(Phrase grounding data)
________________________
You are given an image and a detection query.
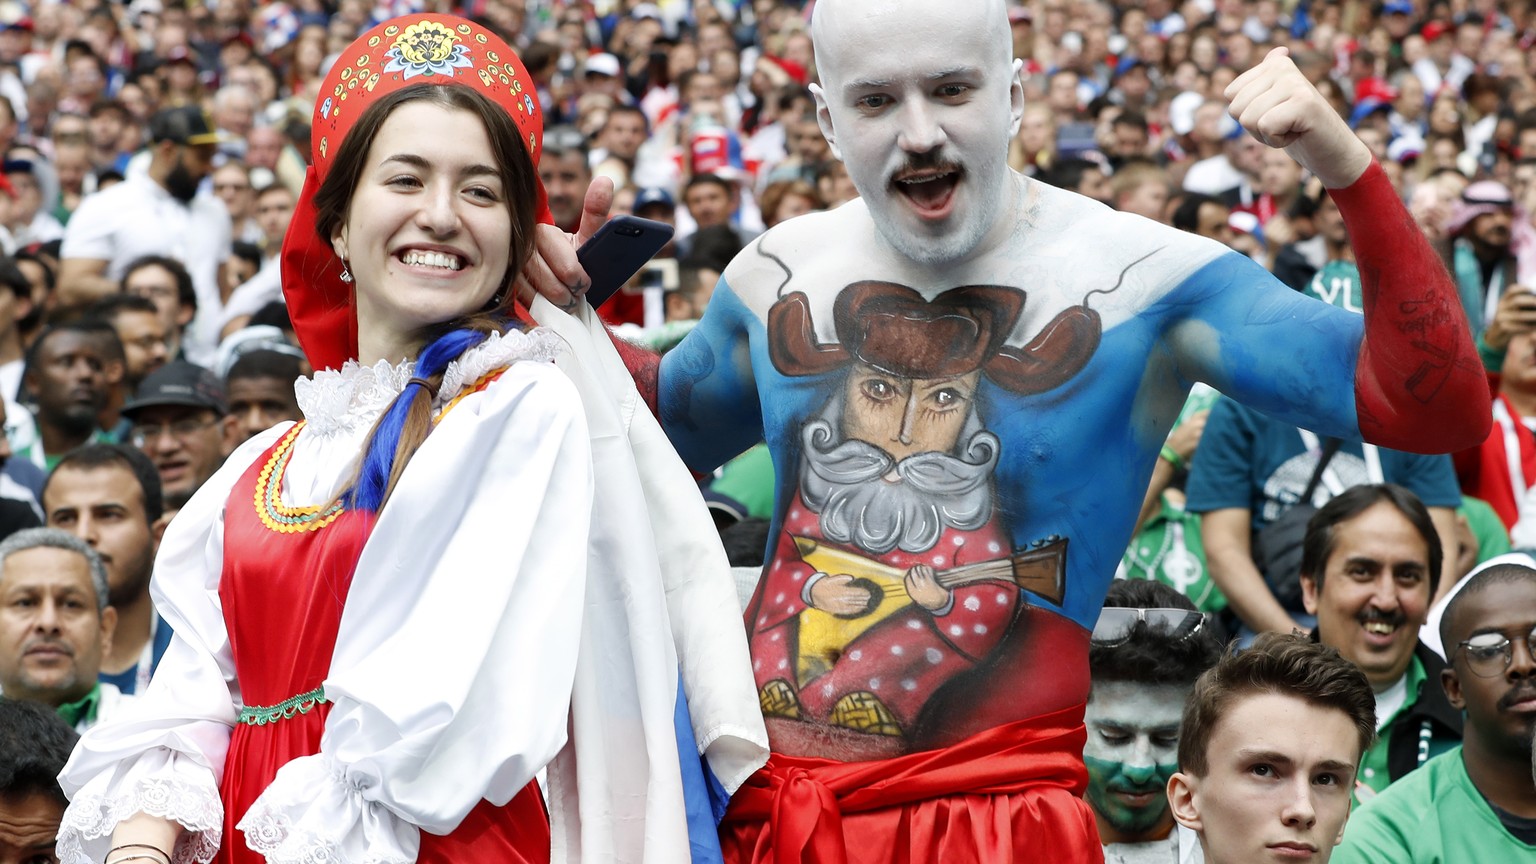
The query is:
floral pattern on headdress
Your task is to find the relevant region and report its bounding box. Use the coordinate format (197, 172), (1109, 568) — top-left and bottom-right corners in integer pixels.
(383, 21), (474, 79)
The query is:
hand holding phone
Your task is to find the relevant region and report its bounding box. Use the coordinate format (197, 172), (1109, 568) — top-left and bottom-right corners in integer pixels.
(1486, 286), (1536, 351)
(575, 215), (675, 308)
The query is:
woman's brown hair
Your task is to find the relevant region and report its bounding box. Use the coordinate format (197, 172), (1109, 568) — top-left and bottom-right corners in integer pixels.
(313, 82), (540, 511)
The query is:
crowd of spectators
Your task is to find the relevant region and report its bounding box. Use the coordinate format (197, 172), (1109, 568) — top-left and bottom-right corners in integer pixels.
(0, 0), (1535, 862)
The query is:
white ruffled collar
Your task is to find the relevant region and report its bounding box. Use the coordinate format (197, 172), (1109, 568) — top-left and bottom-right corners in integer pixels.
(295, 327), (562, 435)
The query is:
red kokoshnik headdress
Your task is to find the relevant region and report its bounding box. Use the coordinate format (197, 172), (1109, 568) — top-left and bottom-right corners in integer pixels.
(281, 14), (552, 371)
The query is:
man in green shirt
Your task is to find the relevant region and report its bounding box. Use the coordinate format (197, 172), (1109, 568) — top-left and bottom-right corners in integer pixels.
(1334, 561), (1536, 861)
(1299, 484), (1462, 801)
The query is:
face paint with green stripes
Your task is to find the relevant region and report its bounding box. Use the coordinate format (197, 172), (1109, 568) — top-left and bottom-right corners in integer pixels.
________________________
EXERCISE DIRECTIONS
All lines above from the one containing "hand holding phone" to the one containing "red kokoshnik headdress" must be repeated exactly, both lines included, and no others.

EXERCISE OUTPUT
hand holding phone
Your task is to find the relevant region and report its bounding box. Use the coordinate format (197, 172), (1109, 568) — top-left and bottom-right corners in integer pixels.
(1486, 286), (1536, 351)
(575, 215), (675, 308)
The query is:
woman's brown hair
Your task is to find the relevant region and report its bounding box. Use the coordinate format (197, 172), (1109, 568) — top-left and bottom-right corners in integer pixels.
(313, 82), (540, 511)
The query is:
crowd of spectators
Your task is to find the relevant region and report its bounding box. Use the coordinate format (197, 172), (1109, 568) — top-left and bottom-right corners in integer pixels.
(0, 0), (1535, 862)
The query is:
white ruffled collar
Your task is to find the relevant region and report its bounding box. Use the coordinate format (197, 172), (1109, 568) — top-left and bottom-right corners in integer pixels.
(295, 327), (562, 435)
The query is:
red kokoshnik headdress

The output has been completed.